-- Start DOCUMENT EXTRACT --

# Change of mind....



## Tina (Apr 11, 2007)

Has anybody here ever gone into the exam wanting to take the structural depth portion and changed his mind after looking over the exam questions ?

While looking at the NCEES sample questions I noticed that I was able to solve a lot more geotechnical questions than structural ones. Now that got me thinking. I understand there won't be much time, but if I glance over the structural questions and start getting a real bad feeling, maybe I should just switch to geo.

Anybody ever done this and passed ?


----------



## DVINNY (Apr 11, 2007)

Yes.

I took Structural the first time and failed. Second time, went in, looked things over, and picked WR.

Still failed though.

(I studied for neither)


----------



## GCracker (Apr 11, 2007)

It is my understanding the afternoon geotech questions are much more in depth than what you see on the practice test. However, the geotech questions on the structural afternoon depth were very do-able!


----------



## singlespeed (Apr 12, 2007)

I had intended to take the Electronics/Communication/Controls depth of the EE exam; I spent 10 - 15 minutes reading all the problems then took another 10 minutes reading through the Power depth problems. I chose to do Power; I finished with about 30 minutes to spare.

Good luck!


----------



## frazil (Apr 12, 2007)

I think I remember someone on here saying Geotech was one of the harder afternoon sections.


----------



## Guest (Apr 12, 2007)

frazil said:


> I think I remember someone on here saying Geotech was one of the harder afternoon sections.


I said it :laugh:

I had a friend who took the geotech afternoon section. His background was geology and geotechnical engineering and he was thoroughly flummoxed by the end of the exam. He felt really good about the AM section (e.g. 35+ sure) but felt very unsure about the afternoon (e.g. ~15-20 sure). He passed the first time, so it turned out well.

Tina --

My best advice is this - I think taking time (10 - 15 minutes) to scan either afternoon section is not going to provide a serious handicap. I found I was able to work through the majority of my PM problems within 2 - 3 hrs with the remaining 1 hr to back to those problems that were difficult or that I knew I was making a 'mistake' in the solution.

I think the other wild card in this is the QUALITATIVE questions for the PM section - look at those too to see if you think you can reasonably answer those correctly. That should be another indicator for which section you think would be best.

Best of luck !! One more week to go !!

JR


----------



## Road Guy (Apr 12, 2007)

-- End DOCUMENT EXTRACT --

◆ **TO BE DONE**:
1) In the forum thread, how much time did singlespeed have left after finishing the Power depth?
2) Retype the part of the forum thread starting with "My best advice" and going on through "in the solution.".

-- Start RAW RECORDS --

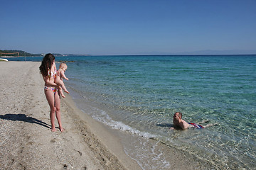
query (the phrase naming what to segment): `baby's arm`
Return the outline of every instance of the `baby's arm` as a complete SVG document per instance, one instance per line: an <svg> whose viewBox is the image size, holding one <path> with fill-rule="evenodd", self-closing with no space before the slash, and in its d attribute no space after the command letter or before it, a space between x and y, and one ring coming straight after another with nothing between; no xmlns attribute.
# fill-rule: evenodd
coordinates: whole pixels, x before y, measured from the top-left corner
<svg viewBox="0 0 256 170"><path fill-rule="evenodd" d="M61 72L60 72L60 74L61 74L62 78L63 78L64 79L68 80L68 78L67 78L67 77L65 76L65 75L64 73L65 73L64 71L61 71Z"/></svg>

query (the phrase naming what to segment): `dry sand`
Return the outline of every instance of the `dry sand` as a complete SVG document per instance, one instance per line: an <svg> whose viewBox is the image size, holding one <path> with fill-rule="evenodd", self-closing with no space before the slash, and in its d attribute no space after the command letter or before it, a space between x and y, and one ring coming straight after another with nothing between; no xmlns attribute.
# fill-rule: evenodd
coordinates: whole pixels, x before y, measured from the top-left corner
<svg viewBox="0 0 256 170"><path fill-rule="evenodd" d="M65 130L50 131L40 64L0 62L0 169L141 169L118 137L67 94L60 108Z"/></svg>

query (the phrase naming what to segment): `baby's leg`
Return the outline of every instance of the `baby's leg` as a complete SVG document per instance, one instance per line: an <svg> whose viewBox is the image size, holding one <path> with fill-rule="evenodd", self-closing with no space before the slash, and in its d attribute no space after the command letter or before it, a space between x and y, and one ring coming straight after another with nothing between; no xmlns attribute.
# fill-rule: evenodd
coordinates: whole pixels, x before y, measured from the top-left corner
<svg viewBox="0 0 256 170"><path fill-rule="evenodd" d="M65 86L64 82L62 80L60 80L60 79L56 79L55 81L55 83L57 84L58 85L62 87L62 89L63 89L65 92L66 92L67 94L69 94L68 91L67 90L67 89Z"/></svg>
<svg viewBox="0 0 256 170"><path fill-rule="evenodd" d="M63 94L63 91L62 91L61 86L58 86L58 91L60 91L60 94L61 96L62 96L63 98L65 98L65 95L64 95L64 94Z"/></svg>

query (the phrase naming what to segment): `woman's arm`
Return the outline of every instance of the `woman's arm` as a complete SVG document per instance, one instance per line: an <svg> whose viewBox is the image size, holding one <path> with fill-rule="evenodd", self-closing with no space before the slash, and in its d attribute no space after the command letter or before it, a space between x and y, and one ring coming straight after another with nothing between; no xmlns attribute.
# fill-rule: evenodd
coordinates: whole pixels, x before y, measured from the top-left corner
<svg viewBox="0 0 256 170"><path fill-rule="evenodd" d="M54 83L54 81L50 81L48 76L43 76L43 80L45 81L45 84L47 86L58 86L57 84Z"/></svg>

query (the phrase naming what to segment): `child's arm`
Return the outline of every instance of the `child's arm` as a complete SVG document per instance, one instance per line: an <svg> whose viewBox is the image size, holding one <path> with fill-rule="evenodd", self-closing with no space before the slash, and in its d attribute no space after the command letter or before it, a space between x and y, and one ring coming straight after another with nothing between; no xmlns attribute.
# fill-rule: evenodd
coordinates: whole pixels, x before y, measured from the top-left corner
<svg viewBox="0 0 256 170"><path fill-rule="evenodd" d="M64 71L61 71L61 72L60 72L60 74L61 74L62 78L63 78L64 79L68 80L68 78L67 78L67 77L65 76L64 72L65 72Z"/></svg>

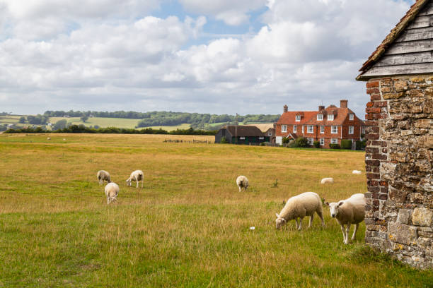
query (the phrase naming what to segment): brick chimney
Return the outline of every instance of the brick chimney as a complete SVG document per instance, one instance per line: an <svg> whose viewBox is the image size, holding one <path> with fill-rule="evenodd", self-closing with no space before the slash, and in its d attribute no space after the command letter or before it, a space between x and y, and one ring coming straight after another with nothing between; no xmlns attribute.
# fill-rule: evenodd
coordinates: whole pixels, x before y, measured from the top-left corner
<svg viewBox="0 0 433 288"><path fill-rule="evenodd" d="M347 108L347 100L340 100L340 108Z"/></svg>

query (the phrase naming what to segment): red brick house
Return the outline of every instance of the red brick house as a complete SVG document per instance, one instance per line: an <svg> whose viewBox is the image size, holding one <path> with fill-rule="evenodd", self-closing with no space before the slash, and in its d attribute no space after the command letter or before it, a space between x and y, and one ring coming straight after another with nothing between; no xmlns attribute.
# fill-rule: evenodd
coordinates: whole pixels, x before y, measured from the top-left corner
<svg viewBox="0 0 433 288"><path fill-rule="evenodd" d="M289 112L284 105L275 126L277 144L282 144L284 137L304 137L311 145L319 141L325 148L331 143L341 145L342 139L351 140L354 147L355 141L365 133L364 121L347 108L347 100L340 102L340 107L319 106L318 111Z"/></svg>

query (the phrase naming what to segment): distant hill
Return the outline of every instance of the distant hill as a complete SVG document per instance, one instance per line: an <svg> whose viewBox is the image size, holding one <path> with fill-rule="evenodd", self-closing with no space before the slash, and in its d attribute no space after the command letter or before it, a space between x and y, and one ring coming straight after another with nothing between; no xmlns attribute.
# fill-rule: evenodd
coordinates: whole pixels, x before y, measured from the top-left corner
<svg viewBox="0 0 433 288"><path fill-rule="evenodd" d="M154 111L151 112L135 112L133 111L117 111L113 112L97 112L97 111L47 111L43 116L50 117L52 119L52 123L55 124L55 121L64 118L74 118L74 121L79 121L79 118L83 116L89 117L86 123L96 124L93 118L110 118L119 119L119 123L116 125L117 121L112 119L109 122L115 126L125 125L128 123L128 126L132 124L136 128L143 127L159 127L159 126L178 126L183 125L185 126L188 124L194 129L216 130L224 125L233 124L236 121L235 115L229 114L210 114L199 113L184 113L173 112L164 111ZM238 115L238 122L240 124L255 124L255 123L272 123L276 122L279 118L279 114L247 114ZM61 117L61 118L59 118ZM129 121L121 121L123 119L131 119ZM137 119L132 121L132 119ZM96 120L96 119L95 119ZM69 122L69 121L68 121ZM98 121L99 122L99 121ZM107 121L108 122L108 121ZM86 123L83 123L86 124ZM132 128L132 127L131 127Z"/></svg>

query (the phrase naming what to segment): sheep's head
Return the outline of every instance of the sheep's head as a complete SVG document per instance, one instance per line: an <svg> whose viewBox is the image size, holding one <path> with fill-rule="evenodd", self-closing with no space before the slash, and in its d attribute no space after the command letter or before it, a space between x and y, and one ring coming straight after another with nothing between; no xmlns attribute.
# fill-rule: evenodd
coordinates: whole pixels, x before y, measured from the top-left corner
<svg viewBox="0 0 433 288"><path fill-rule="evenodd" d="M340 201L338 203L328 203L328 202L325 202L325 204L326 204L328 206L329 206L329 212L331 215L331 217L333 218L335 218L337 217L337 215L338 215L338 208L340 208L340 206L341 206L342 204L344 203L343 201Z"/></svg>
<svg viewBox="0 0 433 288"><path fill-rule="evenodd" d="M281 218L278 213L275 213L275 216L277 216L277 220L275 220L275 227L277 229L279 229L282 226L286 224L287 221L284 218Z"/></svg>

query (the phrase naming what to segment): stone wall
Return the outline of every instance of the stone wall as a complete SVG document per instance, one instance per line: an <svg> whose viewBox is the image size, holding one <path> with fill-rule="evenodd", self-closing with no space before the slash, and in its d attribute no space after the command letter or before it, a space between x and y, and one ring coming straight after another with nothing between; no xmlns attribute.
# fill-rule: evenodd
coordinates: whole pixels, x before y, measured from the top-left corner
<svg viewBox="0 0 433 288"><path fill-rule="evenodd" d="M371 79L366 88L366 242L433 268L433 75Z"/></svg>

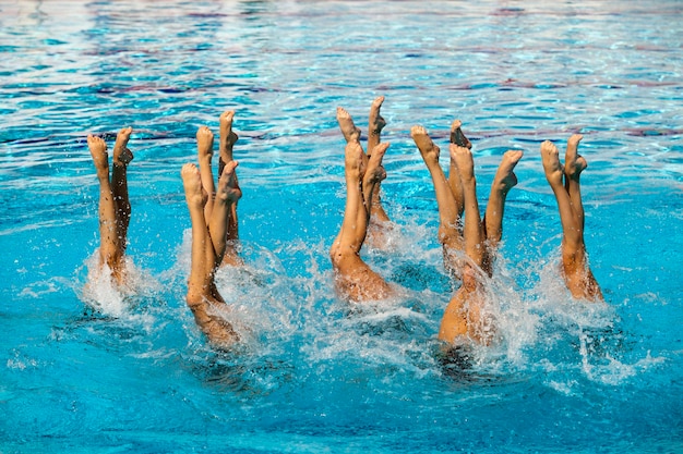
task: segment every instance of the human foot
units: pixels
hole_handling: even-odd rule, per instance
[[[578,143],[584,138],[580,134],[574,134],[566,144],[566,152],[564,155],[564,173],[567,179],[577,180],[580,173],[588,167],[588,163],[580,156],[578,150]]]
[[[242,197],[242,189],[240,189],[237,181],[237,173],[235,171],[237,165],[237,161],[227,162],[223,169],[220,177],[218,179],[218,191],[216,195],[218,198],[228,203],[236,203]]]
[[[463,125],[463,122],[459,120],[455,120],[453,124],[451,124],[451,143],[459,147],[471,149],[472,144],[471,142],[469,142],[467,137],[465,137],[463,130],[460,130],[462,125]]]
[[[218,146],[218,152],[220,160],[224,163],[232,160],[232,147],[237,144],[239,136],[232,132],[232,119],[235,118],[235,111],[228,110],[220,114],[218,120],[220,124],[220,143]]]
[[[455,144],[448,146],[451,159],[455,165],[463,183],[471,181],[475,177],[475,160],[469,148],[460,147]]]
[[[368,168],[366,169],[366,173],[363,175],[363,185],[379,183],[386,179],[386,171],[382,167],[382,159],[384,158],[387,148],[388,144],[384,143],[379,144],[372,149],[372,154],[368,159]]]
[[[117,134],[117,140],[113,144],[113,164],[127,165],[133,160],[133,154],[128,149],[128,140],[131,138],[133,128],[131,126],[123,127]]]
[[[100,172],[106,172],[108,177],[109,157],[107,155],[107,144],[105,143],[105,140],[101,137],[88,134],[87,148],[91,150],[91,156],[93,157],[93,163],[95,164],[95,169],[97,169],[97,174],[99,175]]]
[[[524,151],[522,150],[505,151],[498,167],[498,171],[495,172],[495,176],[493,177],[492,189],[507,194],[507,192],[517,184],[517,175],[515,175],[514,169],[523,155]]]
[[[180,176],[182,177],[182,186],[185,189],[185,200],[189,206],[204,207],[208,195],[202,187],[202,179],[200,176],[200,170],[193,163],[187,163],[180,170]]]
[[[351,119],[346,109],[340,107],[337,108],[337,123],[339,123],[339,128],[347,143],[360,142],[360,130],[356,127],[354,119]]]
[[[379,136],[384,126],[386,126],[386,121],[380,114],[380,108],[382,108],[382,102],[384,102],[384,97],[380,96],[372,101],[372,106],[370,107],[370,120],[368,121],[368,134]],[[368,150],[371,152],[372,150]]]
[[[441,152],[440,148],[432,142],[430,136],[427,134],[427,130],[422,126],[416,125],[410,128],[410,137],[415,140],[415,145],[417,145],[420,150],[420,155],[422,155],[422,159],[424,163],[428,165],[439,164],[439,155]]]
[[[200,162],[211,159],[214,155],[214,133],[206,126],[200,126],[196,131],[196,151]]]
[[[560,162],[560,152],[558,147],[550,142],[546,140],[541,144],[541,160],[543,162],[543,171],[546,172],[546,180],[551,186],[562,185],[562,175],[564,173],[562,163]]]

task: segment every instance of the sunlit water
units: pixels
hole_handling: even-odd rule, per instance
[[[678,1],[0,1],[0,451],[681,452],[683,12]],[[400,290],[350,307],[327,249],[344,208],[335,108],[386,96]],[[247,266],[213,352],[184,304],[194,133],[237,111]],[[479,196],[525,150],[491,310],[499,342],[442,364],[453,291],[429,173],[459,118]],[[88,275],[88,132],[134,127],[129,287]],[[556,274],[538,146],[585,136],[586,242],[608,306]],[[445,158],[445,154],[444,154]],[[445,159],[443,164],[446,164]]]

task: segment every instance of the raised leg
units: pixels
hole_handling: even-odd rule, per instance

-- End RAW RECORDS --

◆ **SOLVED PROBLEMS**:
1) About 30 minutes.

2)
My best advice is this - I think taking time (10 - 15 minutes) to scan either afternoon section is not going to provide a serious handicap. I found I was able to work through the majority of my PM problems within 2 - 3 hrs with the remaining 1 hr to back to those problems that were difficult or that I knew I was making a 'mistake' in the solution.